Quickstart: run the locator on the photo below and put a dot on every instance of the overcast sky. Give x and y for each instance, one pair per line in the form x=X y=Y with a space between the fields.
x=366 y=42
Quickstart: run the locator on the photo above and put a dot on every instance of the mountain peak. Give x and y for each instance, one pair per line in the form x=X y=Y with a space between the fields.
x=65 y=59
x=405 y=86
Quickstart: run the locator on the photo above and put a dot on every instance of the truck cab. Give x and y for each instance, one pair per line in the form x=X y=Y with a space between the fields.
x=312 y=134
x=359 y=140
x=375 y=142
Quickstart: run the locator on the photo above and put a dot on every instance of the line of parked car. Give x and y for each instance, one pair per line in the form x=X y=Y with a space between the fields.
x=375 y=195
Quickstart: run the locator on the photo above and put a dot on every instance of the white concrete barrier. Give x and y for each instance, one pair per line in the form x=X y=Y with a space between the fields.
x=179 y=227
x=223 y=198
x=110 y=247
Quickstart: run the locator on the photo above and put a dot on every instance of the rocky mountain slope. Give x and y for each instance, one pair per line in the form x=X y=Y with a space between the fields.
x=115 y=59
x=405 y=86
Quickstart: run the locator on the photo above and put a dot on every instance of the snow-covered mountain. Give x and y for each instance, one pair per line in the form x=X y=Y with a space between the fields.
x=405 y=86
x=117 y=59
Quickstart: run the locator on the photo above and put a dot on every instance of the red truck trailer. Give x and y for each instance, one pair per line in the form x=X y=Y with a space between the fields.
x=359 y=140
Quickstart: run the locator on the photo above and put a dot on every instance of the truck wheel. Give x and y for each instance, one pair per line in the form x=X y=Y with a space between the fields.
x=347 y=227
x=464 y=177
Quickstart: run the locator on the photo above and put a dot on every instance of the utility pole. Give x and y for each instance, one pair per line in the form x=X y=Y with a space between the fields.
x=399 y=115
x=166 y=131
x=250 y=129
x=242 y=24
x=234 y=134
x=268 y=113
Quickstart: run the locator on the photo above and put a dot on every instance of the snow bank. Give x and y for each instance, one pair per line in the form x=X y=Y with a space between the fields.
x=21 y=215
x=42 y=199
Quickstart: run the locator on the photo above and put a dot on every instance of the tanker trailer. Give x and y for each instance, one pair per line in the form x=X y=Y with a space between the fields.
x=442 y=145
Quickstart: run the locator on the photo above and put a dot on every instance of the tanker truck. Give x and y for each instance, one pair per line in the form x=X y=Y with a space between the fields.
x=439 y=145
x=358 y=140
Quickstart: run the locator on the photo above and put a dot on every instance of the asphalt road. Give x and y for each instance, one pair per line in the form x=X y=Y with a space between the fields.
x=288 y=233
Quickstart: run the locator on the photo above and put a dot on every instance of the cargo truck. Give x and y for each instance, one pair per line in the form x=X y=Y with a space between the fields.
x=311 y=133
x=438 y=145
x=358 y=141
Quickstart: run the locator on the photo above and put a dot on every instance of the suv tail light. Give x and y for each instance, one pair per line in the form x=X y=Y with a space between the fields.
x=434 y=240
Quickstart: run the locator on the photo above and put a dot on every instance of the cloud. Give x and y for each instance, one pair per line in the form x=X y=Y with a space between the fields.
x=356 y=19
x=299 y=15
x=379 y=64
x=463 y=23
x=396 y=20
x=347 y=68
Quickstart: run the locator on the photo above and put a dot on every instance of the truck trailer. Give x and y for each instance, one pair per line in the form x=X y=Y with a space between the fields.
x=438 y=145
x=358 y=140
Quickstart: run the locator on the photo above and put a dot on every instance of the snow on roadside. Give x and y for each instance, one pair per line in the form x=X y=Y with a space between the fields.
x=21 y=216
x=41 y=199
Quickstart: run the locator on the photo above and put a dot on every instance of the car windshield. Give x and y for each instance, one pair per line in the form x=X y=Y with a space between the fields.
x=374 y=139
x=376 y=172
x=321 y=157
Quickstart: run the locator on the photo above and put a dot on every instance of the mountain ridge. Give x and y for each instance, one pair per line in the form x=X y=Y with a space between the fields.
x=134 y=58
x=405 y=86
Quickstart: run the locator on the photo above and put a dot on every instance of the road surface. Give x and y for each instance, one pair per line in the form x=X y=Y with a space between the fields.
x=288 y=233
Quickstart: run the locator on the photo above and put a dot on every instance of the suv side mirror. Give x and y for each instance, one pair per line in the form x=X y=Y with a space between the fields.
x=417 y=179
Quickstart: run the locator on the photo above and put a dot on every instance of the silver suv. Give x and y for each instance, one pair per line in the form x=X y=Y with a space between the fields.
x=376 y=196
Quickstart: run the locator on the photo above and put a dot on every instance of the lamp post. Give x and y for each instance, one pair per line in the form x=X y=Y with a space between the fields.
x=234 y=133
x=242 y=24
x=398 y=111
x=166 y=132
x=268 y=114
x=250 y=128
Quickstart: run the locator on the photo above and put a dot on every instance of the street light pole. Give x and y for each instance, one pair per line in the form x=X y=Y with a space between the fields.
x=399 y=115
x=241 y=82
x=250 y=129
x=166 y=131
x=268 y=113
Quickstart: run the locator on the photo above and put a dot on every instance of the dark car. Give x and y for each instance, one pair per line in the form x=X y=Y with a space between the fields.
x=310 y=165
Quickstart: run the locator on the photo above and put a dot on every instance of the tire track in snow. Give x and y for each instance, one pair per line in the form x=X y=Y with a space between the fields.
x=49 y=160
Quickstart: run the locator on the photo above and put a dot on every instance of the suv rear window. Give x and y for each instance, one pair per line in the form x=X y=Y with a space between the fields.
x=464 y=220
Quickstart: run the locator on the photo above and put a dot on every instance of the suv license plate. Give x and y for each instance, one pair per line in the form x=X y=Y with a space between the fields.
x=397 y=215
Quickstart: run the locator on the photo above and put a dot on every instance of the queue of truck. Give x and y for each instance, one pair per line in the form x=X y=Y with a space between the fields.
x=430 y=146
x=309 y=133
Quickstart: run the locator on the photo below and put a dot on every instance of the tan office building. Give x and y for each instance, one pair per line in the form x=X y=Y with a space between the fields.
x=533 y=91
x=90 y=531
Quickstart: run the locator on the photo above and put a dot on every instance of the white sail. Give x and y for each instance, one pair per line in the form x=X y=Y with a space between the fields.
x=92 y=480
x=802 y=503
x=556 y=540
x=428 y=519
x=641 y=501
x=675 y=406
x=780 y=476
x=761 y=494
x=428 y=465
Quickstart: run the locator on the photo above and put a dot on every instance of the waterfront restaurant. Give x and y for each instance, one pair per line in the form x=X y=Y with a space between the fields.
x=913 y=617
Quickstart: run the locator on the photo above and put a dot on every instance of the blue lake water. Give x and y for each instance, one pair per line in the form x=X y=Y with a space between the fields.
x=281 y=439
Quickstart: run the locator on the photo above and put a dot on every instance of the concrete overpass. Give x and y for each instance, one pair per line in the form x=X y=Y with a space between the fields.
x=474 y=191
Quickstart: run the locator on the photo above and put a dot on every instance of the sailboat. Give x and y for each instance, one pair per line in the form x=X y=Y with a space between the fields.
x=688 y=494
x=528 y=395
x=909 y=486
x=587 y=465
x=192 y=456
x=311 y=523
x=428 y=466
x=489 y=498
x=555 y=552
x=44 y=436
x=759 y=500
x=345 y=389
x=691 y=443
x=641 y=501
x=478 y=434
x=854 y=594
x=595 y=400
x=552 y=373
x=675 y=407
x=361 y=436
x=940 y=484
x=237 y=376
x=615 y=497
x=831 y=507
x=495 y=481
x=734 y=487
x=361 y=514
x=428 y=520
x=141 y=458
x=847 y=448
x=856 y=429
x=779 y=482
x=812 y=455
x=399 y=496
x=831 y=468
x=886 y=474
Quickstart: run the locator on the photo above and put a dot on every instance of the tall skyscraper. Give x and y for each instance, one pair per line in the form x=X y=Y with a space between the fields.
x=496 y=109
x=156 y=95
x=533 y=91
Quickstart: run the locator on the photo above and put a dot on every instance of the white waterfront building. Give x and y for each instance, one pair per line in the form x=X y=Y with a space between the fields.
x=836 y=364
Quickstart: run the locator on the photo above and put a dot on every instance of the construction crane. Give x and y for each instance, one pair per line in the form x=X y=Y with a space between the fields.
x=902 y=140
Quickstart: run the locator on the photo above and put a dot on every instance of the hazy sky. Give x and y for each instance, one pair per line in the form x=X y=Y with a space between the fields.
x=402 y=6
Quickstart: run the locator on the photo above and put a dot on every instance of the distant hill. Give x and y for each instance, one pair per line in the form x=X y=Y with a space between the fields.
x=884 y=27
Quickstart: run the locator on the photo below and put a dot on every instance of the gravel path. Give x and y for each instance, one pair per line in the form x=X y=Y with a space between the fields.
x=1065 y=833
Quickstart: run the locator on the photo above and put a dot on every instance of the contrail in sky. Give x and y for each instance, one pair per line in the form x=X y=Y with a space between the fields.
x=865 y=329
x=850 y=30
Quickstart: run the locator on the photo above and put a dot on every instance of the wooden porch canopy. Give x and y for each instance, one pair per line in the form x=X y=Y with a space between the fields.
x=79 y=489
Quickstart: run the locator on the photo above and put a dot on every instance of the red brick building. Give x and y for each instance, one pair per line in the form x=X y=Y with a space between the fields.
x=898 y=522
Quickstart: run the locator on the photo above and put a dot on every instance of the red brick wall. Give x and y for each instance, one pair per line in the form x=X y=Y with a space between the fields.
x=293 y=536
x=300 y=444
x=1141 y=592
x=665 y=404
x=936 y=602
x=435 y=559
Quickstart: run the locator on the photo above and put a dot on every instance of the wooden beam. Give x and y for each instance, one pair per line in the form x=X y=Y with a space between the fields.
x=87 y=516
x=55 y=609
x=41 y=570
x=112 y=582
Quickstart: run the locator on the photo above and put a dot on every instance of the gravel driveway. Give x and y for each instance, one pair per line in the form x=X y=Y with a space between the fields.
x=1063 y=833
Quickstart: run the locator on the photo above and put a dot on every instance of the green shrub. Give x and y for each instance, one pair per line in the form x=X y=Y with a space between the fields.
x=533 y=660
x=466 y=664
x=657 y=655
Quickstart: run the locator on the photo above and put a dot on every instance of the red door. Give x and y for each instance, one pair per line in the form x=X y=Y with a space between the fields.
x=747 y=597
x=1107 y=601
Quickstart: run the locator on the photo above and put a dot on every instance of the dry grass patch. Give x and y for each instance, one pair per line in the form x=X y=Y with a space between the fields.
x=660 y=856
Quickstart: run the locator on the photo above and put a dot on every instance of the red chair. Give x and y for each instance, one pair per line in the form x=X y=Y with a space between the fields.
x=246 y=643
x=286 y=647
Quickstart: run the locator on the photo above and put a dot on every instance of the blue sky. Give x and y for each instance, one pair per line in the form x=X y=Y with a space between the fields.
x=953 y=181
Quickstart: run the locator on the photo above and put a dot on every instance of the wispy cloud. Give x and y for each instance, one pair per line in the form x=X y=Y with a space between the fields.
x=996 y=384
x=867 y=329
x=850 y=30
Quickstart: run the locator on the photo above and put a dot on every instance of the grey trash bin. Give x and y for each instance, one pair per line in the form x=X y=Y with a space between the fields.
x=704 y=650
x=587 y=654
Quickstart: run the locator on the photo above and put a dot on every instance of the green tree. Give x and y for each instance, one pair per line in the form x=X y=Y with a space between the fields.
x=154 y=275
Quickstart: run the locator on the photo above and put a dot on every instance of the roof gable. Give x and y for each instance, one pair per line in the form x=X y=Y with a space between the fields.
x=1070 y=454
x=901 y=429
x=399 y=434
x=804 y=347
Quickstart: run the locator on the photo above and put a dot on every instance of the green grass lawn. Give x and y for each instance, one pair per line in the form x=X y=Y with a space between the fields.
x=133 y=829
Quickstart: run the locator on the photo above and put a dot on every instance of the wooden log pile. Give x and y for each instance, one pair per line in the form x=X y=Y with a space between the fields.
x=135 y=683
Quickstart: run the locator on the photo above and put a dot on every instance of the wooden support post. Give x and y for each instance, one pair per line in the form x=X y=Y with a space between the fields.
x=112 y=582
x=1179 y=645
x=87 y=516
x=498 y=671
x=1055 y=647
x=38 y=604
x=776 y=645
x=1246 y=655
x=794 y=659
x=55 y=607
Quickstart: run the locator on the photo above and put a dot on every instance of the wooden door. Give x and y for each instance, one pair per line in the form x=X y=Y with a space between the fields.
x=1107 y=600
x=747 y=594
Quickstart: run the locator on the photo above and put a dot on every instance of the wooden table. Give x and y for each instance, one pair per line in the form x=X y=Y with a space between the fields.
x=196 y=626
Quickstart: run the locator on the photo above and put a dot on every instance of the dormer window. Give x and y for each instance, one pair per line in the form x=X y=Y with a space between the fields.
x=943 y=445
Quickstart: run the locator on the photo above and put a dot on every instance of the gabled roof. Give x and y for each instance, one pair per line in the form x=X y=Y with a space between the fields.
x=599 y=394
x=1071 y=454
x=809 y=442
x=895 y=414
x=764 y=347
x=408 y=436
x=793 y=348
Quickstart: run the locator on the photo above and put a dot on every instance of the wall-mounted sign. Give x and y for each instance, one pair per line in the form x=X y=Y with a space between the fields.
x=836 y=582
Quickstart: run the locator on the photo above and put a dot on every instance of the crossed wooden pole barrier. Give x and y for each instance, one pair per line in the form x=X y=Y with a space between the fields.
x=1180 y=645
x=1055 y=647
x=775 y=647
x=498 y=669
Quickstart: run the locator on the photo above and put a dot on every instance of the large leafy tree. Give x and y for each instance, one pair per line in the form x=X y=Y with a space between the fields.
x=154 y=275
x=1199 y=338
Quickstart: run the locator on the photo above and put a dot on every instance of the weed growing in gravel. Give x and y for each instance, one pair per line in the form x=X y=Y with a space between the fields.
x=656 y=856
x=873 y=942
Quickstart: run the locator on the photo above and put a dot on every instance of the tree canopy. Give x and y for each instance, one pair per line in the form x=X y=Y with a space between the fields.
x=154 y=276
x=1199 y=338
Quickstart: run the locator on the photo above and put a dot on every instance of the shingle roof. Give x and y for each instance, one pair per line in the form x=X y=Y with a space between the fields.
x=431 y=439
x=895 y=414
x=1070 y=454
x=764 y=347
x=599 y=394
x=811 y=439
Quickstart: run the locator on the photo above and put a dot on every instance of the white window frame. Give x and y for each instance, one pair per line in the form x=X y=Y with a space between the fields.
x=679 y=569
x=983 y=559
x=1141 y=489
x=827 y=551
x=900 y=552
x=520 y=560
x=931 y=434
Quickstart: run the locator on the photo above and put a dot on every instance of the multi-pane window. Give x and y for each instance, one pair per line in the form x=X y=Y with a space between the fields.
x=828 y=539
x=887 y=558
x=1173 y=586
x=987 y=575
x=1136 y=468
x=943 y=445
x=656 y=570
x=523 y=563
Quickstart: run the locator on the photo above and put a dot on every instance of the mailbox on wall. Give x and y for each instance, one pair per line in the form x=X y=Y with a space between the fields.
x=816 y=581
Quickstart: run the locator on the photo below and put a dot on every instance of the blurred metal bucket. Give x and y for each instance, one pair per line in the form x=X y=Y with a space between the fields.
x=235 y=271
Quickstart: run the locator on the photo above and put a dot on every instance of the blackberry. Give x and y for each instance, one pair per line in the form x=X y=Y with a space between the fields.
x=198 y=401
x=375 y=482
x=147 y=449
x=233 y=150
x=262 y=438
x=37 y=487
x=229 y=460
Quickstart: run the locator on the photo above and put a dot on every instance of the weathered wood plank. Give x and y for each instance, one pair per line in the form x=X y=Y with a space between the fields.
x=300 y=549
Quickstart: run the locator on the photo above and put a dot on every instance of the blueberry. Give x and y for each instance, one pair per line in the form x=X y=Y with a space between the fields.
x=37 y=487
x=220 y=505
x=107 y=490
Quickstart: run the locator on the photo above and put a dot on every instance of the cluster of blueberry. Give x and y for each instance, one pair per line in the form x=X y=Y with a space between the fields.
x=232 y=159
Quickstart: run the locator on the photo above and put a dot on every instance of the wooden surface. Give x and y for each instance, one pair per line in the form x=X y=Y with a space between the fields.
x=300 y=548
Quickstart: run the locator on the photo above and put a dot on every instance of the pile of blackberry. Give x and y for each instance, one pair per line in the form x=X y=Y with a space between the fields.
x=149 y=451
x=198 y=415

**Written problem**. Set down verbatim the lines above, starting with the line that contains "the red door." and going on through the line that contains "x=660 y=856", both included.

**Task solution**.
Quickstart: run the locator on the photo above and put a dot on every instance of the red door. Give x and y for each instance, one pair per line in the form x=X y=Y with a space between the fields.
x=747 y=597
x=1107 y=601
Quickstart: run the locator on the photo above and put a dot on every instance of the dry grass patch. Give x and y for each instance, one pair per line in the form x=X y=Y with a space between the fields.
x=660 y=856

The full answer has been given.